By DAN WHITTLE
What triggers a friendship?
We're not talking casual acquaintances, but bone-deep friends you trust with heart and confidentiality.
Friend Phyllis Reuhland graciously reminded friends recently, it has been four years since Dr. Leon Reuhland lost his battle with cancer at age 77.
An early-morn phone call to my former newsroom desk back in 1991 launched a relationship that sustained until Doc Reuhland's death.
"Is this Dan Whittle?" phone inquirer asked for confirmation.
"Depends on whether you're friend or foe," I responded smart-aleck-like, because five minutes earlier, I'd already taken a cussin' (cursing) over the same phone to get the day off to an exciting start.
What happened next was my introduction to one of the greatest men I've encountered during my 50-plus-years of news-gathering adventures.
"This is Doc Reuhland in Woodbury, you've never met me, but I need your help," caller identified himself.
I kept listening as the doctor kept on talking ...
"Folks at York (VA Medical Center) refused to treat a very sick military veteran last night," Doc diagnosed. "Would you accompany today out to the VA hospital?"
I was to learn Doc Reuhland typically spoke in calm measured tones, but his angst came through loud and clear during his call.
While motoring toward York VA Medical Center, Doc and I agreed he would not initially identify me, except by name.
But upon receiving a huge load of mumbo-jumbo non-sense bureaucratic excuses, Doc Reuhland finally disclosed that this "newspaperman sitting here beside me now has some questions."

________________________

* **Task item**
Could you resume the column about Doc Reuhland, picking up right after its last sentence?

* **Stored data**

________________________

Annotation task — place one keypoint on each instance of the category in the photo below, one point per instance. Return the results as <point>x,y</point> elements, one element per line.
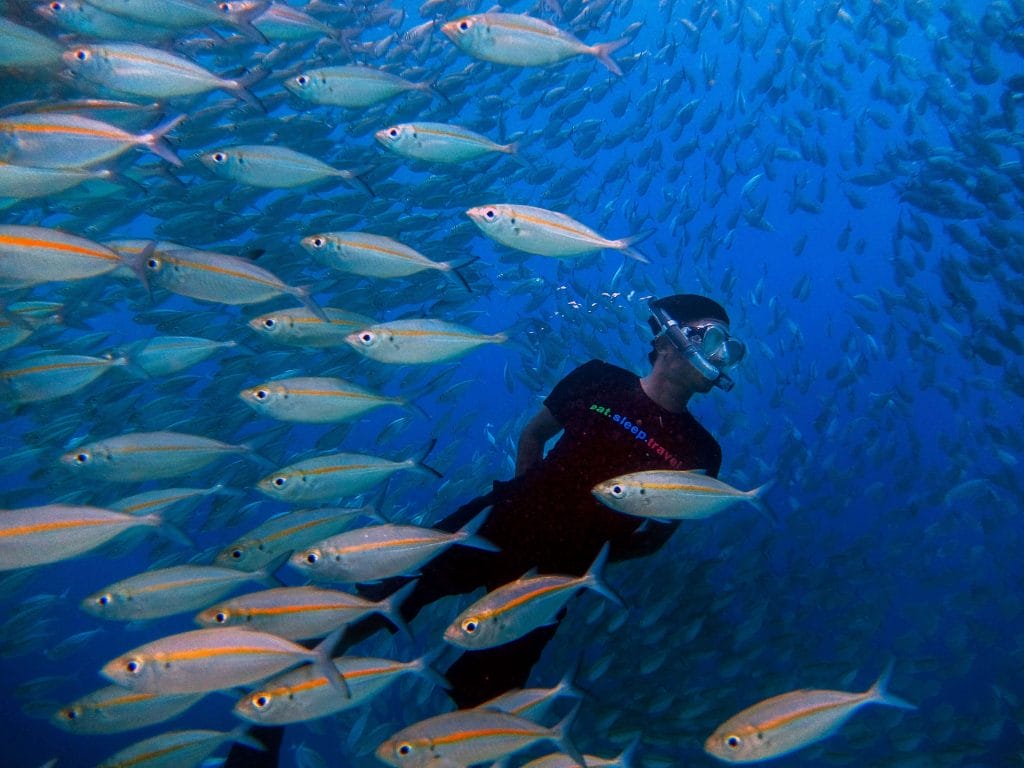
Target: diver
<point>546,518</point>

________________________

* **Reply to the exercise**
Doc got his ailing veteran admitted to the VA hospital that same day.
Doc Reuhland was a compassionate "man's man" who served for years as coroner of Cannon County. And he befriended hundreds of law enforcement professionals ... at "no charge" for all of the above.
Fast forward to the present!
Next super friend is of Greek descent with a name - "Kritsidemos" - so long that for purposes of this forum, we're whittling it down to "Demos" as in Demos Steak & Spaghetti House.
Restaurant general manager Tiffany and other employees have shortened it even more, down to: Mr. "D."
The Kritsidemos name was initially shortened to "Demos" when Jim's father, Pete, and uncles crossed the ocean early last century to settle and open restaurants in Birmingham, Ala.
That tradition carried over to the late 1980s when Jim and Doris opened "Demos Steak & Spaghetti House" in Mur-freesboro.
But even the shortened version was too long for me and some other Southern boys to pronounce correctly: Many of us jarred down on all the syllables: "DEEEEE MOSE," heavy on the "O"!
"We've never cared how 'Demos' was pronounced," Jim recalls. "...as long as folks kept coming back for more food and service."
Like Doc Reuhland, it was frustration, but frustration of a different flavor that launched my family's on-going friendship with the Demos' family.
Shortly after Demos' doors first opened, I went there looking for a friend to have lunch with. When friend was a no show, I walked out. Two days later, the scene was repeated.
But the "third time" brought positive results ...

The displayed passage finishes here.